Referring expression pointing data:
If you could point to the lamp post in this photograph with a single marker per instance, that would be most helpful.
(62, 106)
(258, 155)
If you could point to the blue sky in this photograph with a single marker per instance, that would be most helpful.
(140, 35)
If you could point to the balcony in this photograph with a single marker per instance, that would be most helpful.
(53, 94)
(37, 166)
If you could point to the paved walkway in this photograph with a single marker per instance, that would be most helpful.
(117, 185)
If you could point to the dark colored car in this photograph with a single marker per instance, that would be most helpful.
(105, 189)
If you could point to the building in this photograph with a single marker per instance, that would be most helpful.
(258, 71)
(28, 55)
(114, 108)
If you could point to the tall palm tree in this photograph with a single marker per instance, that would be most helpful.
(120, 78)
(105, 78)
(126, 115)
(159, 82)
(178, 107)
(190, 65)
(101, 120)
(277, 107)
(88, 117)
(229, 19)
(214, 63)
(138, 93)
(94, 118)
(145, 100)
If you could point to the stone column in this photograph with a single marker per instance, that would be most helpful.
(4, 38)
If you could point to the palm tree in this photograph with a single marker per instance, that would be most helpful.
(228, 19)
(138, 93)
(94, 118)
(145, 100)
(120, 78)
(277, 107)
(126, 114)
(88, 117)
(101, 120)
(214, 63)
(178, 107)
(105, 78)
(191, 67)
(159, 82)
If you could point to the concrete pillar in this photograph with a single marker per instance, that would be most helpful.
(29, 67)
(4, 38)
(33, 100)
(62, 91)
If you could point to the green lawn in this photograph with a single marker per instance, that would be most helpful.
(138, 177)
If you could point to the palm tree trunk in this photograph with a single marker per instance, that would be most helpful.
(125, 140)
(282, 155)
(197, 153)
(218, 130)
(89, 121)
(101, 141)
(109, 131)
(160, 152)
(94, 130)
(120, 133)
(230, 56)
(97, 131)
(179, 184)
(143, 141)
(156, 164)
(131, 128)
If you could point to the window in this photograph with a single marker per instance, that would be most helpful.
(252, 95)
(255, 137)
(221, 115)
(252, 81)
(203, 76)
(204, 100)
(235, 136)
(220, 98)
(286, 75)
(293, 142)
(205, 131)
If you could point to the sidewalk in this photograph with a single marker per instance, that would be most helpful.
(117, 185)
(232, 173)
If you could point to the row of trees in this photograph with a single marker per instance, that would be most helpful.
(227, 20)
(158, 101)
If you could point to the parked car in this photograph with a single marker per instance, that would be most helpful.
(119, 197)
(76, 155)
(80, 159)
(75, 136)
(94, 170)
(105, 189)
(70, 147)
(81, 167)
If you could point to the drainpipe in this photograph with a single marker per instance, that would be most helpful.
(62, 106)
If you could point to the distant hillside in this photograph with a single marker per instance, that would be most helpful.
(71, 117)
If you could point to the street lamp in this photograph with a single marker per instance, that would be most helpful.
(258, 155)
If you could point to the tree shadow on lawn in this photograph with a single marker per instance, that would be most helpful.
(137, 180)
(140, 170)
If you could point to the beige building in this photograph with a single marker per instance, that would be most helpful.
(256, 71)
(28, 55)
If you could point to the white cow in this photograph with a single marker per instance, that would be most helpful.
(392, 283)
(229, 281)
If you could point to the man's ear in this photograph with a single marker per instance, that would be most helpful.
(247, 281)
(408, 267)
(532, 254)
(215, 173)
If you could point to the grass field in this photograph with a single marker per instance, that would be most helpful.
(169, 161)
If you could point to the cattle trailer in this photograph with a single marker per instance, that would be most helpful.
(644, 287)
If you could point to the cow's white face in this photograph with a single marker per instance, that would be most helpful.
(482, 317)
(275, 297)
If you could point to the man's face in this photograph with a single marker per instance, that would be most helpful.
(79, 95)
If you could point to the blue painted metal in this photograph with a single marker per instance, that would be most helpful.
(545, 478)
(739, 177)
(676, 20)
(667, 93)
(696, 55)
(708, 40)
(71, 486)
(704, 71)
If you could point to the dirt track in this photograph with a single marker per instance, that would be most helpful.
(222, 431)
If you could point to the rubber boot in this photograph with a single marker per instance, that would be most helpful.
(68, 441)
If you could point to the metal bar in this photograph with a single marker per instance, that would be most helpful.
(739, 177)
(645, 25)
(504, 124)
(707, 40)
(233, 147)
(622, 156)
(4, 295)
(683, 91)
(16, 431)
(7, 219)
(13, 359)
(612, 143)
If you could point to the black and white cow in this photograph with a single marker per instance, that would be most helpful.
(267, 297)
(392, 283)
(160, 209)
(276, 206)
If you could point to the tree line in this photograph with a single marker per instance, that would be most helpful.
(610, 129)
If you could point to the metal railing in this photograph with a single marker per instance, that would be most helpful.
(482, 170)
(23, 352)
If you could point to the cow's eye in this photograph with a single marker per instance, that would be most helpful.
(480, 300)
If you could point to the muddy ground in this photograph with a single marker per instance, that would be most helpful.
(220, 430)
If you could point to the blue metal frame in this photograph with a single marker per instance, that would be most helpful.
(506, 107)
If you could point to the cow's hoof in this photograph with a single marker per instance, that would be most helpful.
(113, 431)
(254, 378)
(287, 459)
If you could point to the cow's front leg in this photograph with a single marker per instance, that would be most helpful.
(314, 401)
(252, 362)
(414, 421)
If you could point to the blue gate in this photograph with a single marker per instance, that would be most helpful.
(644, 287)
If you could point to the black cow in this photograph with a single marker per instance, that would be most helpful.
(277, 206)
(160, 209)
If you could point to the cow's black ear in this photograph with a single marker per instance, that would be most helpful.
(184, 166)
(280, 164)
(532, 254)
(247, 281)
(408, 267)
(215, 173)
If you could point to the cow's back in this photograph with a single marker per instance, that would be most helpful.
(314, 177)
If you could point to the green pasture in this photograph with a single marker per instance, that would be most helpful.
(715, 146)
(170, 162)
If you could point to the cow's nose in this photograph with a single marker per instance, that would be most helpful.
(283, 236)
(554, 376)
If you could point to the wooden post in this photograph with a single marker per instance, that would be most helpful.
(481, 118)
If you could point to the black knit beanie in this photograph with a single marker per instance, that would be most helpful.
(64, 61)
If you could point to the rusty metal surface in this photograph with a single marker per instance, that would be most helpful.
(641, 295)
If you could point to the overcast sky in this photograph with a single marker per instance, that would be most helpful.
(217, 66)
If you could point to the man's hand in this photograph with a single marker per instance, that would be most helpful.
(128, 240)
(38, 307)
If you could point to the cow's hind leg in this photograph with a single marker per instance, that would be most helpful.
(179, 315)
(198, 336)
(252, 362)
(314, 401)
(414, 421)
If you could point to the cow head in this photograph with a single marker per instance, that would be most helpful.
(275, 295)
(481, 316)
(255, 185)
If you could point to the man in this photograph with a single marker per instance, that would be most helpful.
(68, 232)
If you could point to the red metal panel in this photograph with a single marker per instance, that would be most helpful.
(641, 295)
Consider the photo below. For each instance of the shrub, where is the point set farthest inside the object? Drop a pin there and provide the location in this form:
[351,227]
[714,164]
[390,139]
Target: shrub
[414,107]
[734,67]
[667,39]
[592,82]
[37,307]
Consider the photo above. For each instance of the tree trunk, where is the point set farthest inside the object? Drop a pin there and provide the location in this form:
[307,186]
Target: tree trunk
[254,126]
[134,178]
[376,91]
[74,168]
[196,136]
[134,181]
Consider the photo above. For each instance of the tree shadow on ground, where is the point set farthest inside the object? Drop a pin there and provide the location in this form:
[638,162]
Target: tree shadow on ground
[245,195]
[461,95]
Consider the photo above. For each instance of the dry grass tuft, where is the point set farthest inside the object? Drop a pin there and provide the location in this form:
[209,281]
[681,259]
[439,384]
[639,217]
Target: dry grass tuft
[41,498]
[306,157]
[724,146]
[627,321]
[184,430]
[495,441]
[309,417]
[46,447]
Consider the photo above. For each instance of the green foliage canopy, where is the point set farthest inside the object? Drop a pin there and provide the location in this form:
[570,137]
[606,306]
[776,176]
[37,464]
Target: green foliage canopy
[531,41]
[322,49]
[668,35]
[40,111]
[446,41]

Task brief: Filter the entries down to the lines that include the string "object".

Exercise result:
Consider the photo below. For each instance of the shrub, where is the point set farthest inside the object? Drop a pin there and provide the location in this form:
Consider the photo above. For each instance of the tree trunk, where is the point set farthest inside the object? Drop a pin there and provide the location in this form:
Consider the photo above. For each instance of the tree shadow on ground, where is the point set farthest inside the object? Drop a pin there and provide the location in this form:
Consider the photo above. For each instance of the dry grass tuft, where is the point set farthest inside the object? Drop a pin there and provide the location in this form:
Consider the photo above. For each instance of the green foliage canopy, where is the point set farthest inside the object? Drop a pin there and provide the location in this form:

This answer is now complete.